DATASET ENTRIES:
........

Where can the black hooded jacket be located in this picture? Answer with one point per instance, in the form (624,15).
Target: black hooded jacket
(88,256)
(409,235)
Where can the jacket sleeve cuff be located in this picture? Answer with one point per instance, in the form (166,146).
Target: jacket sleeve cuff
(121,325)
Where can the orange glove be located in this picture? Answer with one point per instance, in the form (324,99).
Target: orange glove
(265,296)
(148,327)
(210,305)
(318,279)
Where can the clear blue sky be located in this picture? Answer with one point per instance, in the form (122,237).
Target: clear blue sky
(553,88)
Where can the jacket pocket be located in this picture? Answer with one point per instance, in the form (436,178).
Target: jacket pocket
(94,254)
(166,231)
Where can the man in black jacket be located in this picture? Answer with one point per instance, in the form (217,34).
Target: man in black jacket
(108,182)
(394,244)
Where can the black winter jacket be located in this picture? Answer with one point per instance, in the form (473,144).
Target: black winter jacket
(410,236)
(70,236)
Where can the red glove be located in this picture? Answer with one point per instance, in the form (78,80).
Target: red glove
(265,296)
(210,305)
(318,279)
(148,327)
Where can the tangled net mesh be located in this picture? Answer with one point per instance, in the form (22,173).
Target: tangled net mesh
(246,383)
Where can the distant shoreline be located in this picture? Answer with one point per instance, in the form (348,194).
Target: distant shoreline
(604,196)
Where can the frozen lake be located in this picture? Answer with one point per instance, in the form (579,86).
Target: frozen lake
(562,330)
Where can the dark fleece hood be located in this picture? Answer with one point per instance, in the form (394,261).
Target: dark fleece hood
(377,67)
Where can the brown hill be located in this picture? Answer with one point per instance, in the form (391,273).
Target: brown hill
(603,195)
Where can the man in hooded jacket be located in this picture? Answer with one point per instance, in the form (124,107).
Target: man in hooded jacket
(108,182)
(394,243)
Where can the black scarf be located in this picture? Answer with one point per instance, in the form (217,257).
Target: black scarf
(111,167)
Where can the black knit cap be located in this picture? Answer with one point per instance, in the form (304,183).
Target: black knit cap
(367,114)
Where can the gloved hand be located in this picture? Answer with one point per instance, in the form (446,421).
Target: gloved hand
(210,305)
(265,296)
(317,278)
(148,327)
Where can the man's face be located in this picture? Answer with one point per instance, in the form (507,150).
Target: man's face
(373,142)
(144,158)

........

TASK BRIEF: Reproduce every line of the items above without any change.

SOLUTION FOR THIS PROBLEM:
Where can the black hooded jacket be located in this picture? Answer with one point per instance, in the form (624,15).
Target: black hooded jacket
(88,256)
(409,235)
Where can the jacket sleeve cuff be located in this picture? Answer with one point per instance, in the form (166,146).
Target: jacket sleeve cuff
(121,325)
Where can the orange glove be located in this picture? Answer with one point per instance, in the form (324,99).
Target: orange glove
(265,296)
(148,327)
(210,305)
(318,279)
Where can the clear blue sky be located in this picture? Answer with one point per instance, in the form (122,237).
Target: clear blue sky
(553,88)
Where can the jacket pocket be located in this picture? Answer with one point per instance, in the form (436,178).
Target: jacket pocket
(94,254)
(166,231)
Where can the man in black jacket be located in this picture? Answer with one point per instance, in the form (217,34).
Target: man in black jacket
(108,182)
(394,244)
Where can the black winter jacket be located in this picture? Answer with one point per instance, in the form (473,144).
Target: black winter jacket
(410,236)
(70,236)
Where can the red glove be located in this picture? Answer with one point per instance, in the form (78,80).
Target: red glove
(265,296)
(210,305)
(318,279)
(148,327)
Where can the tangled net mesh be located in this picture? Answer with one point per instance, in the form (22,173).
Target: tangled net mesh
(246,383)
Where can the distant shoreline be located in this picture? Answer with one point per instance, in the form (348,194).
Target: distant shoreline
(604,196)
Where can the frozen lake be located in this picture? Answer with one point per instance, in the form (579,86).
Target: frozen lake
(562,330)
Where can the dark fleece hood be located in this picture? Answer with one point per instance, in the form (394,261).
Target: dark fleece hood
(377,67)
Where can the brown hill be located in this picture? Answer with one point per instance, in the form (391,273).
Target: brown hill
(603,195)
Where can the man in hooded jacket be located in this picture? Answer with one point per instance, in the form (124,107).
Target: man in hooded jacket
(108,182)
(394,243)
Where can the black scarf be located in this picture? Answer with one point per instance, in the form (217,257).
Target: black scarf
(111,167)
Where can the black knit cap be located in this picture? Answer with one point per instance, in the form (304,183).
Target: black knit cap
(367,114)
Where can the gloved hand be located in this picture? Answer with one point per instance, in the form (446,421).
Target: gloved hand
(210,305)
(265,296)
(317,278)
(148,327)
Where can the man's face be located in this picture? Answer with one point per instance, in the form (507,150).
Target: man's face
(373,142)
(144,158)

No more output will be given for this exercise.